┌─ Ausgangstext

Der zehnte Tag des Krieges neigt sich dem Ende zu. Eigentlich habe ich schon aufgehört, die Tage zu zählen, ich weiß kaum noch, welchen Wochentag wir haben. Zum Glück war dieser Tag und der vorherige etwas ruhiger als sonst. Wir verbrachten sogar die meiste Zeit in unserer Wohnung und nicht im Schutzraum. Und wenn wir die nahen Explosionen hörten, rannten wir nur selten die Treppe hinunter, sondern bloß in den Gemeinschaftsflur unseres Hauses. Die Wände dieses Gebäudes sind ziemlich dick, und wir fühlen uns auf eine Art geschützt. Wir erinnern uns jedoch immer an die „Zwei-Wände-Regel“, die heutzutage alle Ukrainer im Schlaf können. Sie besagt, dass man mindestens zwei Wände zwischen sich und der Rakete haben muss, wenn das Haus getroffen wird.

└─
┌─ Eingabedaten

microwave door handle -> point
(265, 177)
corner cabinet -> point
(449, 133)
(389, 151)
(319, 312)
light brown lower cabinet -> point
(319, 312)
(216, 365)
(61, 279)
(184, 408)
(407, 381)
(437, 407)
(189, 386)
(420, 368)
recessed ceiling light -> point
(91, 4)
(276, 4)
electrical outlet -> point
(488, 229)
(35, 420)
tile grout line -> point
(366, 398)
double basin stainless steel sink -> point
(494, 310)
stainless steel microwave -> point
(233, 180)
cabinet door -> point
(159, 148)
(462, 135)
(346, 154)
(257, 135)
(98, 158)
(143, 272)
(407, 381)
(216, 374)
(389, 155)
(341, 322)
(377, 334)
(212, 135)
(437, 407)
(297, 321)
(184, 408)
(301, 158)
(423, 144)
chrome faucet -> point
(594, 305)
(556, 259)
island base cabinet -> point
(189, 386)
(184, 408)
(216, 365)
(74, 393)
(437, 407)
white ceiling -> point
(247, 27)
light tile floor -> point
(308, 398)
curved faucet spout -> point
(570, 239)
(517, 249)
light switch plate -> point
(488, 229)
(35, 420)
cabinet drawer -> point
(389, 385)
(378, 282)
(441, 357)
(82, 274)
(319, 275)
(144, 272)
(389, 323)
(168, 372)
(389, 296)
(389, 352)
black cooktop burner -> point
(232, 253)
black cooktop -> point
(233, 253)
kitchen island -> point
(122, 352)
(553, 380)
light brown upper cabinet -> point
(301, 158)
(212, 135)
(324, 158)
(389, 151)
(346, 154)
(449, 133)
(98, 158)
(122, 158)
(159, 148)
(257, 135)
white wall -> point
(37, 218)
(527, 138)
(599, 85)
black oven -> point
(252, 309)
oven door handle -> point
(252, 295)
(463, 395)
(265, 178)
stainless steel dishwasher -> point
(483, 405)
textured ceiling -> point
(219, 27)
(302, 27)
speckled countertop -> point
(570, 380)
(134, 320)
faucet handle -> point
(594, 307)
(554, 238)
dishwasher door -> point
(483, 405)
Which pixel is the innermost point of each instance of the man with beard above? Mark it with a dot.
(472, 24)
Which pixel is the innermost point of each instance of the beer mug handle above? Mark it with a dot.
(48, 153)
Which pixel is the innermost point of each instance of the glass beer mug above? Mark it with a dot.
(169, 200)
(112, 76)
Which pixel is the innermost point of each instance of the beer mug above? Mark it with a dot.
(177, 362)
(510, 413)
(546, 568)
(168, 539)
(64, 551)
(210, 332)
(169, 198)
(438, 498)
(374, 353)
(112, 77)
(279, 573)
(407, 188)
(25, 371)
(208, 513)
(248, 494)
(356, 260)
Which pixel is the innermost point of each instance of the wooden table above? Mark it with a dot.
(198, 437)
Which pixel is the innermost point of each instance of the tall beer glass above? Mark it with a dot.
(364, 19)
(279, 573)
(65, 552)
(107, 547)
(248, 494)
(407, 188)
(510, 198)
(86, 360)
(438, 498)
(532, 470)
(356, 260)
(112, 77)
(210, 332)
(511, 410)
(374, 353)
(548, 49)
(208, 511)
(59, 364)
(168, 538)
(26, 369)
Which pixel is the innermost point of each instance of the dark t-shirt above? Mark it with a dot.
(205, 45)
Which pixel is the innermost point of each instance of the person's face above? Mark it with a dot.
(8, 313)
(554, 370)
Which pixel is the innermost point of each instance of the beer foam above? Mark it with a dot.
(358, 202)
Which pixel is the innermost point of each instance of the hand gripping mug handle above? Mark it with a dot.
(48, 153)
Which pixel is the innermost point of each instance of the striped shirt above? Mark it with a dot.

└─

**Arbeitsauftrag A:**
Bearbeite den Ausgangstext: Gib den Teil wieder, der mit „Der zehnte Tag“ beginnt und mit „Haus getroffen wird.“ endet, und setze darin „Keller“ an die Stelle von „Schutzraum“.
**Arbeitsauftrag B:**
Was besagt die „Zwei-Wände-Regel“ laut Ausgangstext?

**Antwort A:**
Der zehnte Tag des Krieges neigt sich dem Ende zu. Eigentlich habe ich schon aufgehört, die Tage zu zählen, ich weiß kaum noch, welchen Wochentag wir haben. Zum Glück war dieser Tag und der vorherige etwas ruhiger als sonst. Wir verbrachten sogar die meiste Zeit in unserer Wohnung und nicht im Keller. Und wenn wir die nahen Explosionen hörten, rannten wir nur selten die Treppe hinunter, sondern bloß in den Gemeinschaftsflur unseres Hauses. Die Wände dieses Gebäudes sind ziemlich dick, und wir fühlen uns auf eine Art geschützt. Wir erinnern uns jedoch immer an die „Zwei-Wände-Regel“, die heutzutage alle Ukrainer im Schlaf können. Sie besagt, dass man mindestens zwei Wände zwischen sich und der Rakete haben muss, wenn das Haus getroffen wird.

**Antwort B:**
Man muss mindestens zwei Wände zwischen sich und der Rakete haben, wenn das Haus getroffen wird.